Australian army doctor (1902–1973)

Major Arthur Moon (17 May 1902 - 28 October 1973) was an Australian army doctor who saved the lives of dozens of Far East prisoners of war while the Thailand-Burma Railway was being constructed during World War II.

==Early life==
Moon was born on 17 May 1902 in East Maitland, New South Wales. By his early twenties, he had embarked on a medical career as a gynecologist and obstetrician.

==Military service==

Moon enlisted in the Second Australian Imperial Force in 1940. Initially, he was a member of 2/4 Field Ambulance in the Middle East and deployed to Syria. There, he transferred to the 2/2 Casualty Clearing Station (CCS). In February 1942, Moon and Colonel Ernest "Weary" Dunlop sailed from Suez and landed in Java to honour a British undertaking to assist the Dutch in defence of Java. However, on 6 March, the Dutch capitulated, and the Australians, known as the “Black” Force, became prisoners of war.

■ Dataset ■

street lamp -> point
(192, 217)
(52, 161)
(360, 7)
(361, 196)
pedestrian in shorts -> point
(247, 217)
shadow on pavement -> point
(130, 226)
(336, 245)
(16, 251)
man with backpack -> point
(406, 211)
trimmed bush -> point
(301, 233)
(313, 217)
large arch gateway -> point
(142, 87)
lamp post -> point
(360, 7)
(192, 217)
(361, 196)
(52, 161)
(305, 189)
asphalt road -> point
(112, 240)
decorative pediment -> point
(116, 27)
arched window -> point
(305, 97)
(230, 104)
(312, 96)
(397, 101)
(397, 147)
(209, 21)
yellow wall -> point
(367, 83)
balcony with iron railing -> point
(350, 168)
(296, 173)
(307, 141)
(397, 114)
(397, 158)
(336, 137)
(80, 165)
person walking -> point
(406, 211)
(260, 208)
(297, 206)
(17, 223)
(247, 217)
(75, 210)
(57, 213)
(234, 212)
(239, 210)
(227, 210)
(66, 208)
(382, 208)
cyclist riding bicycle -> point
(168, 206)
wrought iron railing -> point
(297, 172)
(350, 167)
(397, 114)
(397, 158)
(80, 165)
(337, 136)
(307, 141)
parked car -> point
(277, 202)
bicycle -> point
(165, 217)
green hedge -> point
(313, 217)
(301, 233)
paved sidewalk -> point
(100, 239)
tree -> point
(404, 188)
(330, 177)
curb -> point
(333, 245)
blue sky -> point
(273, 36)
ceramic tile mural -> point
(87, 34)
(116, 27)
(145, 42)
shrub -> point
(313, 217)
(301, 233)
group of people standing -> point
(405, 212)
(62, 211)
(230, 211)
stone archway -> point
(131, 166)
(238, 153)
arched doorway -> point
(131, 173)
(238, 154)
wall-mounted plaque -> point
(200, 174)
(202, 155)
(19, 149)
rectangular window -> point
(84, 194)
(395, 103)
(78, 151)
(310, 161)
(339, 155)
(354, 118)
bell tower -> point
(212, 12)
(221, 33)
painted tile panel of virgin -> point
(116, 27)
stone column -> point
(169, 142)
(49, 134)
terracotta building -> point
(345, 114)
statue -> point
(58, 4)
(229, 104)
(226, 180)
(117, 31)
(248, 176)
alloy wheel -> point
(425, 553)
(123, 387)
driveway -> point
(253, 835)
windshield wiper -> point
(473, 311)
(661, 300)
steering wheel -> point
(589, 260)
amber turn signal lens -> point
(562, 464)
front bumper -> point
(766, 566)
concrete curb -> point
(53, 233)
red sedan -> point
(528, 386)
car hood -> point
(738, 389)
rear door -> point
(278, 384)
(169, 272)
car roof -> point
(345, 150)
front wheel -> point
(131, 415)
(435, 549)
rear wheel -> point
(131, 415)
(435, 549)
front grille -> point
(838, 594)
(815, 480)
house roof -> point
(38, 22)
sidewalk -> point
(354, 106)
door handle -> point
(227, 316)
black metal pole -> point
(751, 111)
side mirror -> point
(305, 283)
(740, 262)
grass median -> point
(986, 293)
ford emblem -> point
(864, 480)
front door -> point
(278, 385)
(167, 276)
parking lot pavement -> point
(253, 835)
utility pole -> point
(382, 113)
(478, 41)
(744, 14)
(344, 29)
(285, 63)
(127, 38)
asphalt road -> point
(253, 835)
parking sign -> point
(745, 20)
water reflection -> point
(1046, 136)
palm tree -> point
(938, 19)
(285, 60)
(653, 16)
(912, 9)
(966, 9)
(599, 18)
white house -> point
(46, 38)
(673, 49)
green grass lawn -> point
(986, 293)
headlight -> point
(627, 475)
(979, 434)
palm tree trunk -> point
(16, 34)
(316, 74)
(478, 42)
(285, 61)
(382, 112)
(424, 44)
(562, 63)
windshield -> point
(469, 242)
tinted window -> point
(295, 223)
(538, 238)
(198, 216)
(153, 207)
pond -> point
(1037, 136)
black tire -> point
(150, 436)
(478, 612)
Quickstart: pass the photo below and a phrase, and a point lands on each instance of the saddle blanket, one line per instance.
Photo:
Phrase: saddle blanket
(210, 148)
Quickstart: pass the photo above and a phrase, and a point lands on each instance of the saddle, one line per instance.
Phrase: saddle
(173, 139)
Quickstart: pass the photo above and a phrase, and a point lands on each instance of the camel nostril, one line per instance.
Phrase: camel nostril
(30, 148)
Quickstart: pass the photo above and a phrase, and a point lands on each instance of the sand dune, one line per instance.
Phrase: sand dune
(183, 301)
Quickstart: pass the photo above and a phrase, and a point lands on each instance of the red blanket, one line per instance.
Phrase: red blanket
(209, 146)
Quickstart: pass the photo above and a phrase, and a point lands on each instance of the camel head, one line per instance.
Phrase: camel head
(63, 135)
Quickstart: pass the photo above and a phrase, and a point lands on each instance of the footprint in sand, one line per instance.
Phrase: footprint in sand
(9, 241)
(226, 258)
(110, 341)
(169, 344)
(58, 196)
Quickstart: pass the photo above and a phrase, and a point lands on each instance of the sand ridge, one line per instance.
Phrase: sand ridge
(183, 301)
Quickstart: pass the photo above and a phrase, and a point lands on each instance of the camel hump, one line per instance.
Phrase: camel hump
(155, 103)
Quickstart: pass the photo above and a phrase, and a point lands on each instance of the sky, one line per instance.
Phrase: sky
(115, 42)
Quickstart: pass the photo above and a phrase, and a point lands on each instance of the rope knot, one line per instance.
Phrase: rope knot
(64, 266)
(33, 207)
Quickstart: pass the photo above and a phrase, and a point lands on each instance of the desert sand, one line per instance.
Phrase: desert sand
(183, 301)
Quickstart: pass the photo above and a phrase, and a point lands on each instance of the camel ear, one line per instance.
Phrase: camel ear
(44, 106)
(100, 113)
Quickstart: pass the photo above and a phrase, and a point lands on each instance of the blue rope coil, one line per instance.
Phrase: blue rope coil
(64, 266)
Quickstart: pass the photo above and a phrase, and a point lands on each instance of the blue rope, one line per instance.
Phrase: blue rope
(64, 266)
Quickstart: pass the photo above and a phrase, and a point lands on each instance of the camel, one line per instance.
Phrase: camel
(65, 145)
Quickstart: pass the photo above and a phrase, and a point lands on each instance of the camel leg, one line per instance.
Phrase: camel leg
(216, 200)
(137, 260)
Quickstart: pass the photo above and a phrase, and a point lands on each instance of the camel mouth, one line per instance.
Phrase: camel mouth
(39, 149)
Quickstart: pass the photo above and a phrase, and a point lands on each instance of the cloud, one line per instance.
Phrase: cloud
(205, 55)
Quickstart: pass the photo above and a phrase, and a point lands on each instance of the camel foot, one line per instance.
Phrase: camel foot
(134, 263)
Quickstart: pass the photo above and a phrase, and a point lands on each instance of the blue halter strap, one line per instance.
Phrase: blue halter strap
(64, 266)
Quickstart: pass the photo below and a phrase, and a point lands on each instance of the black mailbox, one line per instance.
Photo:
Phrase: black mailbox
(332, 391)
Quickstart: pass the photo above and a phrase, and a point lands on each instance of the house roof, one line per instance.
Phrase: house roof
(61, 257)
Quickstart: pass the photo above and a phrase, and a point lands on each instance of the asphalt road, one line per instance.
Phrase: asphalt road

■ Exercise tasks ■
1) Answer these questions from the biography of Arthur Moon:
(a) Where was Moon born?
(b) In what year did he enlist in the Second Australian Imperial Force?
(c) On what date did the Dutch capitulate in Java?
2) According to the biography of Arthur Moon, why did Moon and Colonel Ernest "Weary" Dunlop sail from Suez to Java in February 1942?
3) Write the next part of the biography of Arthur Moon, starting after its final sentence.
The records are separate material from the biography of Arthur Moon.

■ Answers by item number ■
1)
(a) East Maitland, New South Wales
(b) 1940
(c) 6 March

2) They went to honor a British undertaking to help the Dutch defend Java.

3)
A General Hospital was established with 23 officers, including Arthur Moon as a Medical Officer. In January 1943, a party of around 900 POWs, known as the “Dunlop” Force, was assembled to move to Thailand under the command of "Weary" Dunlop.

The force arrived at Banpong in Thailand on 24 January and was trucked to Tarsau. From Tarsau, the Force moved on foot approx 25 km to their first work area at Konyu, where they arrived with 875 POWs.

Moon moved to Hintok Mountain Camp in early April and was sent to Tamarkan to take up the post of Senior Medical Officer. He took up the post on 1 May 1943, where he took charge of a camp that was not a proper hospital as it remained essentially unchanged from when the bamboo huts served as the quarters for POW workers that preceded them. Here, Moon worked under a British Territorial Officer, Lt Col Philip Toosey, who was well-ordered and disciplined, which helped with hygiene and the organisation of Moon's medical staff, mainly enlisted soldiers.

On 3 May, the first party of sick men arrived by barge at Tamarkan, and after this, about 100 a day came. Many were delivered at night and left in the rice fields, where parties had to be sent out to find them.

Moon was also at Chungkai and Tamuang at various times.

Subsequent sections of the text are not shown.